### SELECTED EXTRACT:
The news story of the day was Richard Nixon’s impeachment from office. The previous year it seemed as if I had lost touch with events in the world. On reflection it may have been a lack of interest in the news that television and other media fed you. Lacking very many options at this time I began to join the herd and watched and laughed at All in The Family. The dreaded hockey games were on Saturday nights. Hockey is a Canadian staple and there were fierce conversations about various teams. Being so close to Detroit made for a lively rivalry, there weren’t as many teams in the league, it was an easier sport to appreciate.
Besides these time fillers I wrote pages and pages of short stories, some lyrical, like poems or songs. One in particular was a rhyming story about a “Gypsy Caravan” that parked under the full moon and where my lost love wept for me as I’d been sent to war. There were numerous verses and choruses, it was in my eyes a grand work. Several of the inmates would gather around the table as I would recite these stories, I recall Jim the Junkie giving the story his blessing and that was quite important for me as his sense of beauty and appreciation was different than the others. The other prisoners on remand held him in awe for some reason, he was like a Robin Hood type, a criminal All Star born and raised in Windsor. He got out on bail and a short while later word filtered back that he had died of an overdose of heroin and I always felt good that I had painted this nice scene for him of gypsies and love along a riverbank in golden days, like a Van Morrison lyric and his praise still ranks with the praise of others given me over the years.

### DATA EXTRACT:
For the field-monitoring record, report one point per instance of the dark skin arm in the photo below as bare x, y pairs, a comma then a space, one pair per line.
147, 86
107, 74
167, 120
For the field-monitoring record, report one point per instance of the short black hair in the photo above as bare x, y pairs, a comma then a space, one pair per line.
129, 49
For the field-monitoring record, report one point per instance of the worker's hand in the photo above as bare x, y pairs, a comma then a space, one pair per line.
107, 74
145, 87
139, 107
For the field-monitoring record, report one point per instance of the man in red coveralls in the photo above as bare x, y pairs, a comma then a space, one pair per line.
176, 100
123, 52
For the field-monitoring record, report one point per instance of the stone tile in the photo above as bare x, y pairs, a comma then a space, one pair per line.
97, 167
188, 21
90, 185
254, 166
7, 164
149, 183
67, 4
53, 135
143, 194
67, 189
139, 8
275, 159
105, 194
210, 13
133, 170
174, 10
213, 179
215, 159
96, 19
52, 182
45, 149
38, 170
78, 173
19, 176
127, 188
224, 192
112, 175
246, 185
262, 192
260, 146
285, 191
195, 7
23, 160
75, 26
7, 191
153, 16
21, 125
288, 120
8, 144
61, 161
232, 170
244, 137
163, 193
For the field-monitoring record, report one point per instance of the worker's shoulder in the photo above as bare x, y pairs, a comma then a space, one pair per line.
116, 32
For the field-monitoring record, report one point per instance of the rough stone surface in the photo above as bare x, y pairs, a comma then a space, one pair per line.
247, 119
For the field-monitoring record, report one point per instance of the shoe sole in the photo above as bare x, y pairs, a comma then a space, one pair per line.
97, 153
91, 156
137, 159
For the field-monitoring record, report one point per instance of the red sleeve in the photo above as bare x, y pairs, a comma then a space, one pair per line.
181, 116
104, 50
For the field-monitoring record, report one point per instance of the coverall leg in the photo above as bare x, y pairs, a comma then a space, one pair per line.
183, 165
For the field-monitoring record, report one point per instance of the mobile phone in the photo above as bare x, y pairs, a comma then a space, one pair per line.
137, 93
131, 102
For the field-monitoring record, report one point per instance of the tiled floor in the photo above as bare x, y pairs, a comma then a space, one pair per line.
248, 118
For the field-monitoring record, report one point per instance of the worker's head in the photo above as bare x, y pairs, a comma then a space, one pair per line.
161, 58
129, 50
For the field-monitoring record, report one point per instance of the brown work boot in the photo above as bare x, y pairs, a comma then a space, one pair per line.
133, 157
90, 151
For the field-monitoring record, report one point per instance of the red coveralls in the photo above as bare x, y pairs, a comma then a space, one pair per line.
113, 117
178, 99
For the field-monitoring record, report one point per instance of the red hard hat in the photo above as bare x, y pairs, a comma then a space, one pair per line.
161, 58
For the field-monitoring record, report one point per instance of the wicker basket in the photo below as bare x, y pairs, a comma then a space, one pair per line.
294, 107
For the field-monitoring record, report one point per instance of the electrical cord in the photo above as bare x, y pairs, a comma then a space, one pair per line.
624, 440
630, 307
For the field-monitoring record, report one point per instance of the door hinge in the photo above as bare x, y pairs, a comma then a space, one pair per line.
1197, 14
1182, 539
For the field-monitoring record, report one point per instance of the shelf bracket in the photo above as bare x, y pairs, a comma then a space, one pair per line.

### DIRECTIVES:
• a. Name every real or legendary person mentioned by name in the memoir passage about time spent on remand.
• b. Continue the memoir passage about time spent on remand from the point where it stops.

### RESULTS:
• a. Richard Nixon, Jim the Junkie, Robin Hood, Van Morrison

• b.
Perhaps that is where my new nickname came from, that story about the gypsies. Around then someone tagged me with the title ‘Gypsy’ and it stuck right through my prison life. It took a while at first to get used to the new title, after all, nicknames were nothing new to me, as a kid I had been called Brooks by Bud Walford after Brooks Robinson the ballplayer with the Baltimore Orioles, Barb Sue Kevin and Shane often called me Weaver “Hey Weave” when we were younger playing cards on Victoria Blvd, then early on I used to carve my initials into the poured concrete sidewalks all over our area called Mount Dinky. C Tuna I would carve, using a stick or a piece of rock. Around this time there was a cartoon character called Charlie Tuna who was seen in tv advertisements for the Starkist Tuna company, there was a jingle with the ads and the ads were based on the premise that only the finest Tunas were good enough for Starkist customers and old Charlie a suave, Jackie Gleason type of Tuna with slicked back hair was always thrown back in to the sea. C Tuna was scraped also in the odd prison cell of Toronto’s #12, #31 and #52 Divisions as well as the gritty Don Gaol and now Windsor. One time, in Toronto I woke up from a drunken stupor and a police man at the #52 Divison asked me, “are you Charles Gregory aka C Tuna?” I replied I was, and was curtly charged with being drunk in a public place. I went back to sleep and was released in the morning, I couldn’t have been much more than sixteen.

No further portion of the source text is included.